▶ **Written problem 1**:
Answer these questions using the passage on boards and staff:
(a) Who does the kitchen belong to?
(b) What are boards typically, in contrast to staff hired for their expertise?
(c) Which party is legally responsible?
▶ **Written problem 2**:
Set down everything in the passage on boards and staff from "Board members typically" down to "governance looks like.", word for word.

▶ **Source extract**:
-- BEGIN --

Any great meal or dining experience requires a delicate balance between the kitchen and dining room. The kitchen belongs to the staff. It’s where the organization’s mission gets made and the work gets done. The dining room is shared, communal space — it's where the meal meets the people it's for. Board members don't cook, but they set the table, work the room, and make sure the restaurant is the kind of place people return to. They steward the experience, the relationships, and the long-term health of the house.

Both rooms are essential, and everyone in the restaurant cares about the mission. But when roles and expectations aren’t defined, people can wander. And that’s when the meal falls apart.

Here’s how to make sure that everyone knows which room they’re in.

The Problem

While the staff is hired for their specific expertise and experience, boards are typically volunteers. Staff may not fully understand the nuances of the board’s mandate, while trustees may need more training and direction on their duties.

Board members typically have a strong instinct to help, which is great. But too often that “helping” looks like hovering, second-guessing, or micromanaging the staff cooks in the kitchen. Or maybe the board is completely hands off and uninformed about what happens beyond the dining room walls.

Part of the staff’s role is to “manage up,” and make sure that the board has all of the information it needs to do its job. But the folks leading operations often don’t understand exactly what governance looks like.

Governance is the board's job: setting direction, stewarding mission and finances, hiring and evaluating the chief executive. Staff who haven't seen it done well treat the board as an audience to perform for or a rubber stamp to push past — cutting off the input the board exists to give. Add the "manage up" challenge of framing information for board-level decisions, not operational detail.

Finally, there’s an inherent power imbalance, because the management team runs the show, but the board is legally responsible. Board members want to protect the organization, keeping risk to a minimum, and staff want to get the job done. You can see why the kitchen door gets proppedopen in ways nobody intended.

-- END --

▶ **Data entries**:
-- BEGIN --

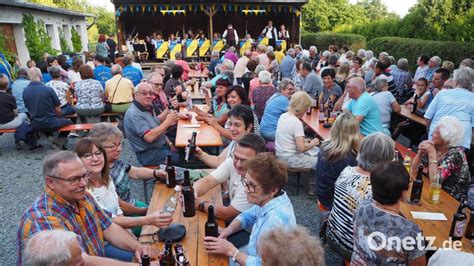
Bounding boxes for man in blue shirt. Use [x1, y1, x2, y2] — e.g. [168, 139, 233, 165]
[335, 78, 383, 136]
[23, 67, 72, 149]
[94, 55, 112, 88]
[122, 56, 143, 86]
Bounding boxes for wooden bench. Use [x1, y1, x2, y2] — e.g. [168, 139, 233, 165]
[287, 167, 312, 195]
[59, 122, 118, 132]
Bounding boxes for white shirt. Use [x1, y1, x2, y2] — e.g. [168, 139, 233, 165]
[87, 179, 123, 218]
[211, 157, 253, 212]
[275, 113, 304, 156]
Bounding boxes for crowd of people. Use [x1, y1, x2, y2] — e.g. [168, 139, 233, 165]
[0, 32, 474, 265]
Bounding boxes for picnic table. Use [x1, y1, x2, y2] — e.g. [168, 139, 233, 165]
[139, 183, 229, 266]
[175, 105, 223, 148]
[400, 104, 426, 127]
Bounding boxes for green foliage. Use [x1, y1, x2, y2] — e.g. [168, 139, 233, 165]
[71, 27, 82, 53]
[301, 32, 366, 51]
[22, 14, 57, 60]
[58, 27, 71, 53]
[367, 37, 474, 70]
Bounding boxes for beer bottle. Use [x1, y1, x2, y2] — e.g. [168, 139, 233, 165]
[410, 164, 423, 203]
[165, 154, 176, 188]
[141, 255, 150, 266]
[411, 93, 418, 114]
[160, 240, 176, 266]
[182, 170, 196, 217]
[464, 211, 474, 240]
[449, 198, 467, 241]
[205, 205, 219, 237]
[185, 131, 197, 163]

-- END --

▶ **Full solution 1**:
(a) The staff.
(b) Volunteers.
(c) The board.

▶ **Full solution 2**:
Board members typically have a strong instinct to help, which is great. But too often that “helping” looks like hovering, second-guessing, or micromanaging the staff cooks in the kitchen. Or maybe the board is completely hands off and uninformed about what happens beyond the dining room walls.

Part of the staff’s role is to “manage up,” and make sure that the board has all of the information it needs to do its job. But the folks leading operations often don’t understand exactly what governance looks like.